**What is needed**
Please copy the part of the article on speech recognition that opens with the words containing "PC-based voice recognition" and closes with "target trouble spots.", substituting "adjust" for "tweak".

**Passage for review**
════════════════════

For decades, computer scientists have dreamed of computers that respond to human voice. But until recently speech-recognition systems could be a nightmare. New users had to recite long scripts to train the software to the peculiarities of their voices, and the software’s translations could still be as mistake-prone as a first-year foreign-language student. But lately the technology has improved dramatically. Last summer Nuance Corp., the industry’s big player, released a new version of Dragon that’s winning raves. This year Microsoft included a voice-recognition feature in its new Vista operating system and dropped a reported $800 million to acquire a speech-software start-up called Tellme. Nuance and other companies—including Google—are working on systems that allow voice to replace the frenzied pecking on BlackBerrys and other mobile devices. “The technology has kind of snuck up on everyone,” says Bill Meisel, publisher of Speech Strategy News.
PC-based voice recognition is different from the “call center” systems you encounter when calling banks or airlines. Telephone systems recognize only simple vocabularies and are designed to work with any voice. In contrast, PC-based systems adapt to a single user’s speech, gaining accuracy over time. Nuance cites several reasons the software has improved lately. As more Dragon users began to have broadband connections, the company started remotely collecting data on the particular words and phrases that Dragon screwed up, allowing researchers to tweak their black-box algorithms to better target trouble spots.
At the same time, faster PCs allow Dragon to crunch more data, increasing accuracy without slowing performance. The company estimates 5 million Americans are now using Dragon software, and it envisions a future in which microphones join keyboards, mice and scanners as another everyday way to digitize data.
Until recently, most speech-recognition users toiled in hyperspecialized fields (like medical transcription) or suffered physical disabilities, like repetitive-stress injuries, that impeded keyboarding. Now more customers are just normal desk jockeys who are trying to boost productivity. Stanley Riemer is the managing partner at a Boston law firm who uses Dragon to answer 200 e-mails a day—often at home in the evenings, while sitting in a comfortable chair with his hands folded in his lap. “I never touch the keyboard unless I feel like it,” he says. With a noise-filtering microphone, he can even watch Red Sox games while he e-mails. “It’s changed my entire work style,” Riemer says. And as the practice grows, talking to yourself may become not a marker of madness, but the sign of a high-efficiency worker.

════════════════════

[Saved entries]
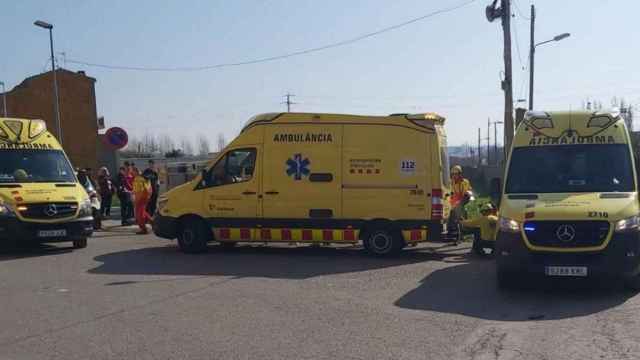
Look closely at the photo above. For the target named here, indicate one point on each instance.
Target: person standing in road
(125, 196)
(129, 177)
(105, 189)
(151, 174)
(141, 195)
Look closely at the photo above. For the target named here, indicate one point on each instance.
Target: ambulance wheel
(383, 242)
(80, 243)
(477, 247)
(193, 236)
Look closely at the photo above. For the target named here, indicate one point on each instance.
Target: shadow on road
(33, 250)
(470, 289)
(252, 261)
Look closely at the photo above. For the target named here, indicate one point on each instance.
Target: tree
(175, 153)
(203, 145)
(166, 144)
(186, 146)
(222, 142)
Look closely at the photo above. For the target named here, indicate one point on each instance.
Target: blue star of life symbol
(298, 167)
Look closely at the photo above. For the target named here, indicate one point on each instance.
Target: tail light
(436, 204)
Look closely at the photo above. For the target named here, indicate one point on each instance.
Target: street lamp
(4, 98)
(495, 140)
(532, 52)
(56, 105)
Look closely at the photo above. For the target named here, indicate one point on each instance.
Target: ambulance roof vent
(426, 119)
(260, 118)
(612, 113)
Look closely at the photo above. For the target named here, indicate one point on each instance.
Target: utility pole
(495, 141)
(532, 49)
(504, 13)
(479, 145)
(288, 101)
(488, 141)
(4, 98)
(507, 83)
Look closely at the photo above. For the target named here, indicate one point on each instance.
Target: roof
(59, 71)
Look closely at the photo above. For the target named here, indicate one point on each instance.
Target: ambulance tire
(80, 243)
(193, 236)
(383, 241)
(226, 245)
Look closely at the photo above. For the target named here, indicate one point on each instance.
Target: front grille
(49, 211)
(558, 233)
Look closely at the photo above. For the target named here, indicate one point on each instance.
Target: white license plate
(566, 271)
(52, 233)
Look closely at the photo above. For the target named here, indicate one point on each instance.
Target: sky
(450, 63)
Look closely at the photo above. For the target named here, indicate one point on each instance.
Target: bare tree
(203, 145)
(222, 142)
(166, 144)
(149, 143)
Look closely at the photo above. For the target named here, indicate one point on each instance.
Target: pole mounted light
(532, 52)
(43, 24)
(56, 104)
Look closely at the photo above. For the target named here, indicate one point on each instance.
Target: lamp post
(4, 98)
(495, 140)
(56, 105)
(532, 52)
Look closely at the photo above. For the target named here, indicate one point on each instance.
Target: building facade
(33, 98)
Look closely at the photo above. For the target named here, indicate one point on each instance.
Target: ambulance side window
(235, 167)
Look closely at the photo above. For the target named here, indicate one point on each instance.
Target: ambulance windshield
(28, 166)
(570, 168)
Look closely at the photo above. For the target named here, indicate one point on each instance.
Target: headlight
(85, 208)
(6, 210)
(628, 224)
(508, 225)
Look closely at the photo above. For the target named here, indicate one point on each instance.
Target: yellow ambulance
(40, 197)
(317, 178)
(569, 207)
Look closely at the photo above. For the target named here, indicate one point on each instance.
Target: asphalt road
(137, 297)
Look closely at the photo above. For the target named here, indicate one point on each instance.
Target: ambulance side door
(302, 172)
(231, 187)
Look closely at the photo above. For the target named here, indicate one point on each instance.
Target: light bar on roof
(599, 121)
(36, 127)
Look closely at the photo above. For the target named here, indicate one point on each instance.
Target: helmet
(487, 207)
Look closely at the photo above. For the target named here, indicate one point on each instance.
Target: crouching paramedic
(484, 229)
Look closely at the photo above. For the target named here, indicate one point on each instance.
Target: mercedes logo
(51, 210)
(565, 233)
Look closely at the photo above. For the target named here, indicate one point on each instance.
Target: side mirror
(203, 176)
(495, 190)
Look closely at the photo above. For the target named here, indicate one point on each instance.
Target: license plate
(52, 233)
(566, 271)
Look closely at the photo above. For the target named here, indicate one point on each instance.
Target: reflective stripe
(268, 234)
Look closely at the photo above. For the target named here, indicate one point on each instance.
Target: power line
(277, 57)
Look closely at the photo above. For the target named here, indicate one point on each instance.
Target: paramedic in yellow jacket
(486, 228)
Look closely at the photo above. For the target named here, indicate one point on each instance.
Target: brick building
(33, 99)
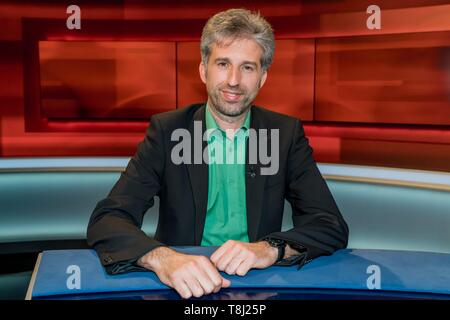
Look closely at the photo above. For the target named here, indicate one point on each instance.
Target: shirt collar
(212, 124)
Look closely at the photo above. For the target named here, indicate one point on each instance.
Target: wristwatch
(280, 245)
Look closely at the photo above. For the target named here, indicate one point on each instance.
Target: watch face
(276, 242)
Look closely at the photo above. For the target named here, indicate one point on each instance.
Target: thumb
(225, 283)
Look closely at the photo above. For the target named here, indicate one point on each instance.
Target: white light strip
(397, 174)
(63, 163)
(343, 170)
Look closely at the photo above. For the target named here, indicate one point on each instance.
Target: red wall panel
(400, 79)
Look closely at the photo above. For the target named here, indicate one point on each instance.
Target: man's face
(233, 75)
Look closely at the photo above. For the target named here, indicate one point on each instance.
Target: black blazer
(115, 226)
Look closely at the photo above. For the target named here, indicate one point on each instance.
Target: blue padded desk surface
(349, 269)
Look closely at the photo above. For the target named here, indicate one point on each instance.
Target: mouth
(231, 96)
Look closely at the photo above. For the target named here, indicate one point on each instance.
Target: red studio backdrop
(375, 97)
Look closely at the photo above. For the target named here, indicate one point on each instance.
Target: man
(230, 205)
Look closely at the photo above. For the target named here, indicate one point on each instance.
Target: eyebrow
(228, 60)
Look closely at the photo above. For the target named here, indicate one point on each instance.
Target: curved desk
(347, 274)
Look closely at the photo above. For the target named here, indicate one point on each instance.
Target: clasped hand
(196, 276)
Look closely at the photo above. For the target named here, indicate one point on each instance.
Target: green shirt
(226, 215)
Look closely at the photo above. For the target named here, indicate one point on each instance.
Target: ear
(202, 71)
(263, 79)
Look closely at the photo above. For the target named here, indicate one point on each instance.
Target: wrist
(154, 259)
(276, 251)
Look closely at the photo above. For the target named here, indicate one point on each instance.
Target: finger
(234, 264)
(213, 275)
(203, 279)
(182, 289)
(225, 283)
(226, 258)
(194, 286)
(219, 252)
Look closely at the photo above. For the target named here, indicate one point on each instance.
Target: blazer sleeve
(319, 228)
(114, 228)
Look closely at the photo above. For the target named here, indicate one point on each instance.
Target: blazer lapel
(198, 173)
(254, 182)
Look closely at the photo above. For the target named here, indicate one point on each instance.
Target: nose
(234, 77)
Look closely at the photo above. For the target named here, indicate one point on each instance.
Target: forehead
(239, 49)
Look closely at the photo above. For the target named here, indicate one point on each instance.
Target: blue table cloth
(349, 269)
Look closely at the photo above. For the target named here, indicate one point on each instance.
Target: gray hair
(239, 23)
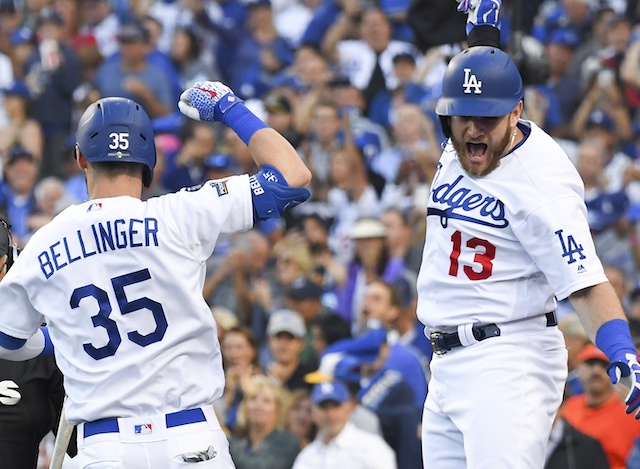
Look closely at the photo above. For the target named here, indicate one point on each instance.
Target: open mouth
(476, 150)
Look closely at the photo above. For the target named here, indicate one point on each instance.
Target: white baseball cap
(368, 228)
(286, 320)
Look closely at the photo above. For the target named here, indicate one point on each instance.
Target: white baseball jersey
(119, 282)
(503, 246)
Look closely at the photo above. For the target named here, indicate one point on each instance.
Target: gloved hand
(481, 12)
(207, 101)
(627, 372)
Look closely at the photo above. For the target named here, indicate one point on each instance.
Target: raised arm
(214, 101)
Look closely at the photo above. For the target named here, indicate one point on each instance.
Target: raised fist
(480, 12)
(207, 101)
(627, 371)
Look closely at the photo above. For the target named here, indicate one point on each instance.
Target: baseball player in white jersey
(507, 234)
(119, 283)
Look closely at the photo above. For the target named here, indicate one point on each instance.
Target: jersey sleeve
(202, 212)
(17, 317)
(557, 237)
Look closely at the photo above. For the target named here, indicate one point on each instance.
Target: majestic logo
(143, 429)
(463, 204)
(570, 248)
(212, 93)
(9, 394)
(221, 187)
(471, 81)
(270, 176)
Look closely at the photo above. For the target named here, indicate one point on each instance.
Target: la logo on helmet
(471, 81)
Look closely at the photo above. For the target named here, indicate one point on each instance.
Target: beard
(496, 153)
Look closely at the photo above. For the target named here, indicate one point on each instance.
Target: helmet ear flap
(445, 123)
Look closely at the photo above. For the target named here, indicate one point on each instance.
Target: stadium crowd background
(352, 84)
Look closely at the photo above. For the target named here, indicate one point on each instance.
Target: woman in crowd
(259, 440)
(299, 421)
(240, 356)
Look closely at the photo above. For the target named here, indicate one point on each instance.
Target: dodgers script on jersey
(111, 315)
(477, 226)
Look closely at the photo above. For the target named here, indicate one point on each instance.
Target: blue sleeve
(324, 16)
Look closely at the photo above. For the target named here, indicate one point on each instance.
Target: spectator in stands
(574, 14)
(564, 82)
(612, 231)
(286, 331)
(599, 412)
(401, 240)
(576, 339)
(570, 448)
(187, 167)
(299, 421)
(260, 440)
(339, 443)
(304, 296)
(328, 329)
(591, 157)
(185, 54)
(134, 76)
(21, 129)
(261, 53)
(367, 61)
(352, 196)
(280, 117)
(231, 279)
(51, 199)
(17, 198)
(321, 142)
(371, 262)
(346, 368)
(100, 22)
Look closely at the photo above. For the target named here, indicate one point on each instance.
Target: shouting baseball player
(119, 282)
(507, 234)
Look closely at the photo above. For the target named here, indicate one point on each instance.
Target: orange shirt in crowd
(608, 423)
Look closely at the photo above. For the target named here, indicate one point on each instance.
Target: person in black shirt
(31, 393)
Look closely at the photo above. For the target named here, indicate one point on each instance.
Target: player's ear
(516, 113)
(80, 159)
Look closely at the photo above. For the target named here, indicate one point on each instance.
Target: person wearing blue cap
(339, 443)
(21, 128)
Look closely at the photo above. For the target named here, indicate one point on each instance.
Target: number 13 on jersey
(482, 266)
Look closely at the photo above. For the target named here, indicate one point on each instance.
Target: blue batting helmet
(117, 130)
(480, 81)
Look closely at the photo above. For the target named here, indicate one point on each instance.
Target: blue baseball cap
(17, 88)
(599, 118)
(337, 365)
(606, 209)
(21, 36)
(330, 391)
(565, 37)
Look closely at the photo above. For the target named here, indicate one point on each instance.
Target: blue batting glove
(207, 101)
(465, 5)
(627, 372)
(481, 13)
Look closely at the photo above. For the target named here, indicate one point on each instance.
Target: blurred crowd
(316, 312)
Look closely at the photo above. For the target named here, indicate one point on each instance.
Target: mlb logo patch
(94, 207)
(221, 187)
(143, 429)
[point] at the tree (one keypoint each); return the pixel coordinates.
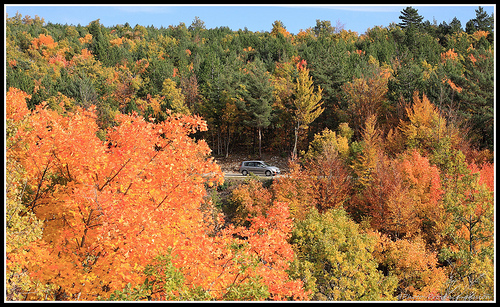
(410, 19)
(469, 255)
(122, 204)
(366, 96)
(335, 259)
(257, 98)
(482, 22)
(306, 105)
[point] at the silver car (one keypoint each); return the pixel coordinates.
(258, 167)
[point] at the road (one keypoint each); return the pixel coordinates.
(236, 175)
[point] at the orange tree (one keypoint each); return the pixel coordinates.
(110, 208)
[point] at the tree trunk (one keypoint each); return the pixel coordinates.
(260, 142)
(294, 152)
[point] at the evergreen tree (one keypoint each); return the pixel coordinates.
(410, 18)
(482, 22)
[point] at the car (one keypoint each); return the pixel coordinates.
(257, 167)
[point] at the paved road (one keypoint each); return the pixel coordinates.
(240, 176)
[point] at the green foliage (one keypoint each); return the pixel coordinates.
(384, 115)
(334, 258)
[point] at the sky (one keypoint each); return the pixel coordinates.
(356, 18)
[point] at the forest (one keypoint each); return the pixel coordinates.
(113, 192)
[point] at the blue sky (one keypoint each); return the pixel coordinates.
(255, 17)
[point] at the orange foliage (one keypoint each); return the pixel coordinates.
(43, 40)
(111, 207)
(16, 108)
(449, 55)
(417, 270)
(85, 40)
(116, 42)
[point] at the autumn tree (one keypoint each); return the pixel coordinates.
(366, 96)
(306, 105)
(257, 98)
(468, 201)
(335, 259)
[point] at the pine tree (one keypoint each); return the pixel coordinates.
(410, 18)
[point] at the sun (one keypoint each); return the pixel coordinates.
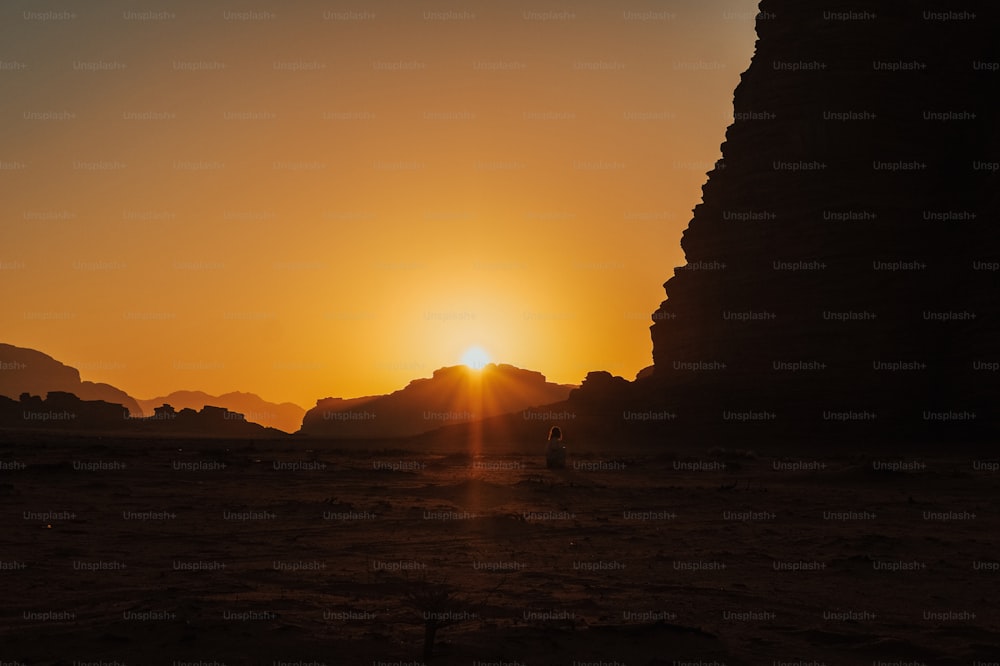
(475, 357)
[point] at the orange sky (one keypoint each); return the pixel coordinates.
(329, 199)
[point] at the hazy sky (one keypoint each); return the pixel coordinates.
(318, 199)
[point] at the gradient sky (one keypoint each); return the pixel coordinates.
(317, 199)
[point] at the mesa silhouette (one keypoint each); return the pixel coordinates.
(30, 371)
(454, 394)
(285, 416)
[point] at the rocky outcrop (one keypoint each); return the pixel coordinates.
(452, 395)
(25, 370)
(286, 416)
(842, 267)
(65, 412)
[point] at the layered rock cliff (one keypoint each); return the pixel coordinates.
(842, 267)
(24, 370)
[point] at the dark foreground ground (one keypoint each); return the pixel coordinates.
(184, 551)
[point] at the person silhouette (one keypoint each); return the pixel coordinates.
(555, 450)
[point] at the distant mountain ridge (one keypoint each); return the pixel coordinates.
(24, 370)
(286, 416)
(454, 394)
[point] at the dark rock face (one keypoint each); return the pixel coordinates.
(25, 370)
(451, 396)
(843, 263)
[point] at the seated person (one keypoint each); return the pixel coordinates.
(555, 450)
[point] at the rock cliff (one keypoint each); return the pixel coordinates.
(843, 264)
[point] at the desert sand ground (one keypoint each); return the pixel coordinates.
(152, 552)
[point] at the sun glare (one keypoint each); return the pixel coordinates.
(475, 358)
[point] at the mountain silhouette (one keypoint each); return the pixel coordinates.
(64, 412)
(452, 395)
(842, 268)
(24, 370)
(286, 416)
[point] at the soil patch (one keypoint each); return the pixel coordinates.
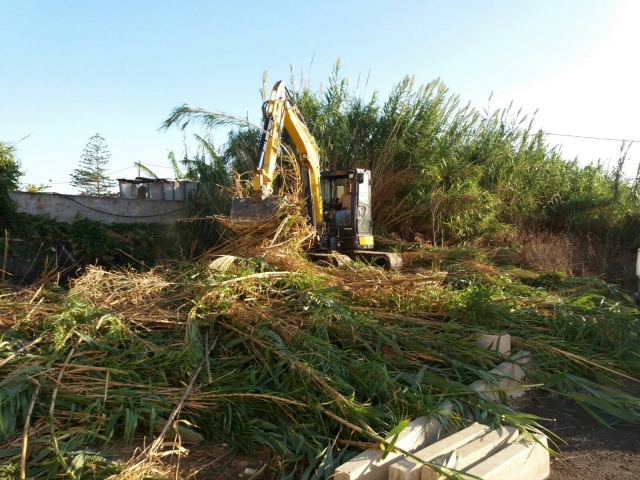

════════════════════

**Exercise answer**
PC-based voice recognition is different from the “call center” systems you encounter when calling banks or airlines. Telephone systems recognize only simple vocabularies and are designed to work with any voice. In contrast, PC-based systems adapt to a single user’s speech, gaining accuracy over time. Nuance cites several reasons the software has improved lately. As more Dragon users began to have broadband connections, the company started remotely collecting data on the particular words and phrases that Dragon screwed up, allowing researchers to adjust their black-box algorithms to better target trouble spots.